Task goal =>
Continue the text below on HMO health insurance plans, picking up after its final sentence.

HMO Plans (Health Maintenance Organization) are a kind of health insurance that can drastically limit your options for seeking care, but provide a large monetary compensation in return. It all comes down to finding an HMO with a large enough network, and a good enough location for you.
HMO plans operate through a network system. Unlike PPOs, which just change the amount charged based on whether you’re seeing a doctor who’s in their network or not, HMOs do not cover health care if it’s outside of their network. This can pose a problem for people who live far away from major cities, or who develop an acute or rare illness or problem. If there isn’t a specialist inside their HMO network, they’re going to have to pay out of pocket for those appointments and treatments. If someone lives in a rural area, or just far from doctors in their HMO network, it could be a long trip to the doctor every time they have a sore throat or a cough that just won’t go away.

Information supplied =>
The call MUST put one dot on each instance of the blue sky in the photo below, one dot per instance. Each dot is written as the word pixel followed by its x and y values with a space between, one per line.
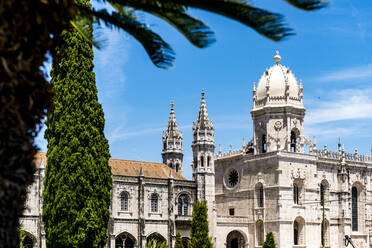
pixel 331 53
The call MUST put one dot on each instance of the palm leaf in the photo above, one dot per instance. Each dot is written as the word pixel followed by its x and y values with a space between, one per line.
pixel 264 22
pixel 160 52
pixel 308 4
pixel 198 33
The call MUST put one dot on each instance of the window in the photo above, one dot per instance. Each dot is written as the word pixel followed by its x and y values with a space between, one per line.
pixel 264 145
pixel 296 196
pixel 354 206
pixel 124 201
pixel 180 204
pixel 259 233
pixel 154 203
pixel 183 205
pixel 293 142
pixel 28 242
pixel 231 211
pixel 259 195
pixel 298 231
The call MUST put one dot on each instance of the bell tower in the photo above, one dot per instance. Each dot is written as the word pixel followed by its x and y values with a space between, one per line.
pixel 278 111
pixel 172 153
pixel 203 163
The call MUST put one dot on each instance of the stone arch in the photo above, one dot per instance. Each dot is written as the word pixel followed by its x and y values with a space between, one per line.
pixel 29 240
pixel 325 232
pixel 357 207
pixel 236 239
pixel 299 231
pixel 260 233
pixel 155 236
pixel 259 192
pixel 125 240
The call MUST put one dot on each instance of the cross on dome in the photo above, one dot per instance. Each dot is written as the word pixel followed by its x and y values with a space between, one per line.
pixel 277 57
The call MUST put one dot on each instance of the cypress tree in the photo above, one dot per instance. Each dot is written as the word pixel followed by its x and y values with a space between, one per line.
pixel 199 227
pixel 78 178
pixel 178 241
pixel 269 242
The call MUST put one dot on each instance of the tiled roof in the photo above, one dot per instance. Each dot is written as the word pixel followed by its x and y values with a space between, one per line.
pixel 127 168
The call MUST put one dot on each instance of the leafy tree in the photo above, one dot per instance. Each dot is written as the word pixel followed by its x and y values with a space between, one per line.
pixel 178 243
pixel 199 227
pixel 155 244
pixel 30 29
pixel 269 242
pixel 77 178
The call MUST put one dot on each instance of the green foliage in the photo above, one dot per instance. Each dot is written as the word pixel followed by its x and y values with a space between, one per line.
pixel 199 227
pixel 155 244
pixel 78 178
pixel 178 243
pixel 269 242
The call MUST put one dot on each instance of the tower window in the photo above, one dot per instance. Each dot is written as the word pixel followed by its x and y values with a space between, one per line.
pixel 154 203
pixel 354 206
pixel 293 142
pixel 296 195
pixel 264 145
pixel 124 201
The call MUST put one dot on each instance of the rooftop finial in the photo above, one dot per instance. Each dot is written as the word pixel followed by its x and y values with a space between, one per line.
pixel 277 57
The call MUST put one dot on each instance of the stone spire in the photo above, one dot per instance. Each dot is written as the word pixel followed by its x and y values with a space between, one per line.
pixel 172 143
pixel 203 120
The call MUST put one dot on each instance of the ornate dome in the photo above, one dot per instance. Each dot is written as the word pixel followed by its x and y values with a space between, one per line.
pixel 277 85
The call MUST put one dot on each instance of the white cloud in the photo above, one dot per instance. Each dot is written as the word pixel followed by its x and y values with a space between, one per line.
pixel 345 105
pixel 354 73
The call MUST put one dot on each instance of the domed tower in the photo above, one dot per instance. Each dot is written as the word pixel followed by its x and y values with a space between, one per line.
pixel 278 111
pixel 172 144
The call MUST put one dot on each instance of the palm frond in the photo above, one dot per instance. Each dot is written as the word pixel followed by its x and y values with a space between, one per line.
pixel 160 52
pixel 198 33
pixel 308 5
pixel 266 23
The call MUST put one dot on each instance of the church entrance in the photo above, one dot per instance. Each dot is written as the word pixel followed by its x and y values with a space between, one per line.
pixel 124 240
pixel 235 240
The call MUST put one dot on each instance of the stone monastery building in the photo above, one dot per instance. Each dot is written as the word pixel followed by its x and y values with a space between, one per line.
pixel 280 182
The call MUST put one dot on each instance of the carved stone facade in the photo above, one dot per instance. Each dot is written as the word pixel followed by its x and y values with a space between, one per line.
pixel 279 182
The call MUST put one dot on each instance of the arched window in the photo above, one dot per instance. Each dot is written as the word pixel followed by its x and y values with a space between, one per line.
pixel 259 195
pixel 296 193
pixel 154 203
pixel 28 242
pixel 124 201
pixel 185 206
pixel 298 231
pixel 325 233
pixel 354 206
pixel 180 205
pixel 293 142
pixel 259 233
pixel 264 145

Answer space =>
Though the detractors are large, HMOs remain very popular because they offer many benefits to those who have their insurance. Within their network, doctors have agreed to significantly lower costs; this means that the patient is being charged less and their insurance will cover a lot of that as well. This spells big savings for patients. Additionally, most HMOs are rigorous in who they allow into their doctor system. Doctors are held to high quality standards, hospitals are held to high standards, and the insurance holding patient benefits from this screening process. Many people have difficulty finding a doctor they can trust, and don’t know how to investigate their track record. It’s much easier to find the criteria by which an HMO evaluates their doctors and know that every doctor in their network passes these checks.